── MATERIAL

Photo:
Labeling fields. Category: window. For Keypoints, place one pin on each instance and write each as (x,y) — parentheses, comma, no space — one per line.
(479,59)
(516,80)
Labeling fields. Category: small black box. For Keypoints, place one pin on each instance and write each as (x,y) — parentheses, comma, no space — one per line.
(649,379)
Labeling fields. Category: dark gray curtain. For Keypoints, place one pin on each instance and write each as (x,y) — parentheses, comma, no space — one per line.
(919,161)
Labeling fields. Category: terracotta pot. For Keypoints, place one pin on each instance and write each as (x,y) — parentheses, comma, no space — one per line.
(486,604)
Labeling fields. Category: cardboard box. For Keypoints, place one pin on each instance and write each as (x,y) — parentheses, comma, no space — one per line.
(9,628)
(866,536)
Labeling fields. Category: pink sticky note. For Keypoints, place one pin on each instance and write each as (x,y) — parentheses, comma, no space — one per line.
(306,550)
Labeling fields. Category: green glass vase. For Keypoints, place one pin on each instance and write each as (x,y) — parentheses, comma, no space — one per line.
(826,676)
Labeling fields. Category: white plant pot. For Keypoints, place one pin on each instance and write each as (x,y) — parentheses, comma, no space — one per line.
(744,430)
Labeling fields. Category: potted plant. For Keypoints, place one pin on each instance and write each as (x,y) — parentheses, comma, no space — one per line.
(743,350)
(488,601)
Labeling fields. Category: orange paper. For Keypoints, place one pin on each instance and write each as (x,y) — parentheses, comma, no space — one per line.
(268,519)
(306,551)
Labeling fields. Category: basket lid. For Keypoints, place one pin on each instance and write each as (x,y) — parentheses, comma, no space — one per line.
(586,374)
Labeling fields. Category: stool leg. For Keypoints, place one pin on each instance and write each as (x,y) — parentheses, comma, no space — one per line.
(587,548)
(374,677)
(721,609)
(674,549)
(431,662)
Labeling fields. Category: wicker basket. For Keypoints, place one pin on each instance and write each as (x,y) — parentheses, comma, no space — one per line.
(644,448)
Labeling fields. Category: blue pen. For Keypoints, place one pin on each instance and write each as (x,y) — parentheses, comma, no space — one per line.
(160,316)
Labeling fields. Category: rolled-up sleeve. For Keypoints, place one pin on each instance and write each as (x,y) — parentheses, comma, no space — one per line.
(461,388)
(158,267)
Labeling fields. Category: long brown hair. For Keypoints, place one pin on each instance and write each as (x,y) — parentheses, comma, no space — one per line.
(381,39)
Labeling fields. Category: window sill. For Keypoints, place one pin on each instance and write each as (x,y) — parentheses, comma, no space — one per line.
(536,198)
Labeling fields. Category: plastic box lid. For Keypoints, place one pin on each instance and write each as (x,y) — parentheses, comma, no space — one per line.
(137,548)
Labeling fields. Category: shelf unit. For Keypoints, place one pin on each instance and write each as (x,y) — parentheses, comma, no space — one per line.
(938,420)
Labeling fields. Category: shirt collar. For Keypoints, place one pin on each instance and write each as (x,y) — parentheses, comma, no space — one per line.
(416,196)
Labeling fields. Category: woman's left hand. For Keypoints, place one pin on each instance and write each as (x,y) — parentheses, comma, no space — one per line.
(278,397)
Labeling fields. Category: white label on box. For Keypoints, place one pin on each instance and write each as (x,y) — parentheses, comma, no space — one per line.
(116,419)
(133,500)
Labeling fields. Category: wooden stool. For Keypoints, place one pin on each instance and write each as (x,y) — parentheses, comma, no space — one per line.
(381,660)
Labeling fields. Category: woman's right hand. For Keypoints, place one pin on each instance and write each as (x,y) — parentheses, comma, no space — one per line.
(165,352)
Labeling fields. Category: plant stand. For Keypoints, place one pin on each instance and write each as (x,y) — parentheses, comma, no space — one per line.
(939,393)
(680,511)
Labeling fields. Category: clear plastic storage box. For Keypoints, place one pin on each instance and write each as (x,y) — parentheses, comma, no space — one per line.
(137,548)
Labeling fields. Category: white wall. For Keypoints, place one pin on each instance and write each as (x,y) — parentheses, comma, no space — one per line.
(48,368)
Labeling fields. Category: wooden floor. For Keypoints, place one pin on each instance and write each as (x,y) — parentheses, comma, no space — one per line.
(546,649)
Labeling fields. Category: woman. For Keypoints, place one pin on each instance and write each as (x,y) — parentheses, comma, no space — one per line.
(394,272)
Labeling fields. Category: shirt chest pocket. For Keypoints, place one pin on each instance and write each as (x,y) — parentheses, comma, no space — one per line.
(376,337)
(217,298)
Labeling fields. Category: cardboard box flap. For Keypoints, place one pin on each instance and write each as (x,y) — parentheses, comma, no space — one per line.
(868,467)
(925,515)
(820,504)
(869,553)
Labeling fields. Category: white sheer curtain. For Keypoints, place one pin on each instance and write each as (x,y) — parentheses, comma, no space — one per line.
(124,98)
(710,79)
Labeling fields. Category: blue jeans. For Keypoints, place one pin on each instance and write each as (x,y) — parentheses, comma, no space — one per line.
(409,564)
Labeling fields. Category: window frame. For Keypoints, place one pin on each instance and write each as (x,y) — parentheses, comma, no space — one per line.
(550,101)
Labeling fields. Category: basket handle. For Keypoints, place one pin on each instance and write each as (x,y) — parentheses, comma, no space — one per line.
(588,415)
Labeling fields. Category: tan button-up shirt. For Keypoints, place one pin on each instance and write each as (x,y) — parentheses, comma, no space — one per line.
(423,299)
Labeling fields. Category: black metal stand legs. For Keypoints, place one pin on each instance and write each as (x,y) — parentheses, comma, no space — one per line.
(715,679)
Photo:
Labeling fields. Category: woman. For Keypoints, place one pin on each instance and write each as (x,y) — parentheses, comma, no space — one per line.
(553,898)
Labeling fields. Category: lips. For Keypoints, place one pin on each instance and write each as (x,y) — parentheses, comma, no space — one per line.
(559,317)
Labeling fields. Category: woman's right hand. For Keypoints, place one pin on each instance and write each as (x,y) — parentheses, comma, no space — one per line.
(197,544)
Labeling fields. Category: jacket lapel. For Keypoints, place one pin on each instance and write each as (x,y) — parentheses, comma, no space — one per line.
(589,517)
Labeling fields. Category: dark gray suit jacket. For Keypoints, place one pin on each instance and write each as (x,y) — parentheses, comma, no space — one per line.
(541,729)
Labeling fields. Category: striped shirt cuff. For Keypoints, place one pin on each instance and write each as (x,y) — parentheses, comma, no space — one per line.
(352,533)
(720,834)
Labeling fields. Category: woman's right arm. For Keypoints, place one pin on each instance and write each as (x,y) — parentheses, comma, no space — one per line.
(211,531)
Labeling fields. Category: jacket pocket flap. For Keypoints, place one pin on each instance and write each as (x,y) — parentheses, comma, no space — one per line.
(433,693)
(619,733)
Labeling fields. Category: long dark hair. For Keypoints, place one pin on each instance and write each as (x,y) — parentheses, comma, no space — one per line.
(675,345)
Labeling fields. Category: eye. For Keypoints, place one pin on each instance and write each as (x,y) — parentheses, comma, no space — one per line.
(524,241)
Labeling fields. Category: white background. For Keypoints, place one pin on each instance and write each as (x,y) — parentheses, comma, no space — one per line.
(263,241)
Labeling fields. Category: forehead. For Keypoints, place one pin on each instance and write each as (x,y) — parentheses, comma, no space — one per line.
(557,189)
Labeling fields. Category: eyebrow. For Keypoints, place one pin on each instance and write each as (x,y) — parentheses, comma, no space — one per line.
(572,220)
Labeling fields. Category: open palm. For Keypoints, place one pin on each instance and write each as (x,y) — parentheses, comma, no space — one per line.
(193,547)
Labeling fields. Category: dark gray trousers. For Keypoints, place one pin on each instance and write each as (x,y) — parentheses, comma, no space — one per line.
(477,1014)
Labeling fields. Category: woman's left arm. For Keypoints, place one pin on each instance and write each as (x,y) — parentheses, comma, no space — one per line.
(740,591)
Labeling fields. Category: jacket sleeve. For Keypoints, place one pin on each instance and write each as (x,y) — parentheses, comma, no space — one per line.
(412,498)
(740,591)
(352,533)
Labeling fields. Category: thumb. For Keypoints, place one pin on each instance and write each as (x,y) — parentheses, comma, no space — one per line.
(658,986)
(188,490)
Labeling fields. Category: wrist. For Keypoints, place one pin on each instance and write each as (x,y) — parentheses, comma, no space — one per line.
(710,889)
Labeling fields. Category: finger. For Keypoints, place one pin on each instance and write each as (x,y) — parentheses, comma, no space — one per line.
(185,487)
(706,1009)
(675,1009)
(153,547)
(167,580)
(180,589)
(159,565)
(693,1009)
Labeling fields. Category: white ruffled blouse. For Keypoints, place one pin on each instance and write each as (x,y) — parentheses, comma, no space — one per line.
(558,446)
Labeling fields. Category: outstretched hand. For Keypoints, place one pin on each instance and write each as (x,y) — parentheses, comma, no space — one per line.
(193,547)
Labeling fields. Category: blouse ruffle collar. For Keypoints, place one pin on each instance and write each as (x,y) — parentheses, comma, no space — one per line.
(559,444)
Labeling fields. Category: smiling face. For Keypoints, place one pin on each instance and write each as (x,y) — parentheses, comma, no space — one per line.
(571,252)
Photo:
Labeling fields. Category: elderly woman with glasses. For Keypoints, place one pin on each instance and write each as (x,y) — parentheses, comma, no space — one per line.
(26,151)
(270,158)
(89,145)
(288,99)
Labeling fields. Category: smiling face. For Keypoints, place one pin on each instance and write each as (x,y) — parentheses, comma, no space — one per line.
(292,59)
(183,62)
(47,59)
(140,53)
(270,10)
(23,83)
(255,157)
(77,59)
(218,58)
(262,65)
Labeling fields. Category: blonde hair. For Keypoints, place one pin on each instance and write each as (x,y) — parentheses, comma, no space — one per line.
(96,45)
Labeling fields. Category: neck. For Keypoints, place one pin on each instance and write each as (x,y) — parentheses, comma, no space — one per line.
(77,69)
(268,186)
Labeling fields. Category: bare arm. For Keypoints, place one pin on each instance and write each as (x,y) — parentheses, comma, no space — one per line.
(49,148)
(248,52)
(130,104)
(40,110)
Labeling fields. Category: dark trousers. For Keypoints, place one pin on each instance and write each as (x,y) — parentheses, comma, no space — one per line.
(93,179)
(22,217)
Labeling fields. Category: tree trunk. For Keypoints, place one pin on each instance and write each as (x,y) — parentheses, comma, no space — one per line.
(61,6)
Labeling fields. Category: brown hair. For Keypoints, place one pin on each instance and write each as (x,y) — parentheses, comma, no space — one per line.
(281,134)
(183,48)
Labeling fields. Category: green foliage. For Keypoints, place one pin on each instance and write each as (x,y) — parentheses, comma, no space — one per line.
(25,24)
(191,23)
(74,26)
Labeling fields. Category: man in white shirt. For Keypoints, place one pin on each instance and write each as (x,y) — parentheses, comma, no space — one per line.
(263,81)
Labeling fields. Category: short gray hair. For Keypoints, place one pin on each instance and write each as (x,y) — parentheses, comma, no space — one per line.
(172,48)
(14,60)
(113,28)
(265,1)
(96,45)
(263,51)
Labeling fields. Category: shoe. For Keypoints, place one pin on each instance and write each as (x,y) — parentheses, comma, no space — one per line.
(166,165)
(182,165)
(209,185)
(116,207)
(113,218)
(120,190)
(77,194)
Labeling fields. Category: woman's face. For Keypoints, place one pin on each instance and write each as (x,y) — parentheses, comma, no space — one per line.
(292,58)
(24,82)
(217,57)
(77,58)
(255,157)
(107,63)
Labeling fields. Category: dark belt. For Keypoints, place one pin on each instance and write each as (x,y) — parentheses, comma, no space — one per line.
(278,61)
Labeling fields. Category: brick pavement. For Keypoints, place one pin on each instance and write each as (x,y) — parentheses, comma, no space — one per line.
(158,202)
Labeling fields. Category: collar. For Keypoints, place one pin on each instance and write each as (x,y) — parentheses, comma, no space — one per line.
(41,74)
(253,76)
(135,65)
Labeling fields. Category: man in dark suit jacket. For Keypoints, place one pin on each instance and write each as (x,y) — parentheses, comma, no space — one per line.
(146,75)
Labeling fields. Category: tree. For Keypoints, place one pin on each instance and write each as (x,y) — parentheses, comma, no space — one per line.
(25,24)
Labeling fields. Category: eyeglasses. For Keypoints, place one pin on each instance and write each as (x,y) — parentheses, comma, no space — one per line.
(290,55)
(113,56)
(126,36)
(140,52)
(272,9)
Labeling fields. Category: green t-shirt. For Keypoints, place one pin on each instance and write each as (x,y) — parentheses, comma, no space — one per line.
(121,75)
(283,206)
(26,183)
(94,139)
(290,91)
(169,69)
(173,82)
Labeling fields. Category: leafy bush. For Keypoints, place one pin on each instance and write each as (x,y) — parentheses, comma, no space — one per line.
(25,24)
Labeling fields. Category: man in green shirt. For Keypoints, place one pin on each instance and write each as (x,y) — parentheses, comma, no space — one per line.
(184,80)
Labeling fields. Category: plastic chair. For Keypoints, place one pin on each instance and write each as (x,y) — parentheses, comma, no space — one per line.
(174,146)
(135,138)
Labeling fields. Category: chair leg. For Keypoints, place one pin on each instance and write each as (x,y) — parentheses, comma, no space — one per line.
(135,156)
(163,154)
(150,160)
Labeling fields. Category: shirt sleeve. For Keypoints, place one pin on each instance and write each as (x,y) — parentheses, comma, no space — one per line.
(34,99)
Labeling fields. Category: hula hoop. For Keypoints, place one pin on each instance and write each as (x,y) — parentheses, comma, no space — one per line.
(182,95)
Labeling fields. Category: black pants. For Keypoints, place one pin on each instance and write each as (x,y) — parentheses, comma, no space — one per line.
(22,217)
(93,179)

────

* [STATED PROBLEM] Lay out the lines of the data above as a numbered list, starting at the line that contains "Labeling fields. Category: black pants." and ending at the last line of the data, both included. Leave out any blank lines.

* [RESPONSE]
1. Labeling fields. Category: black pants. For Keypoints, place one pin on each instance and write each as (x,y) — parentheses, comma, no space — one per line.
2. (22,217)
3. (93,179)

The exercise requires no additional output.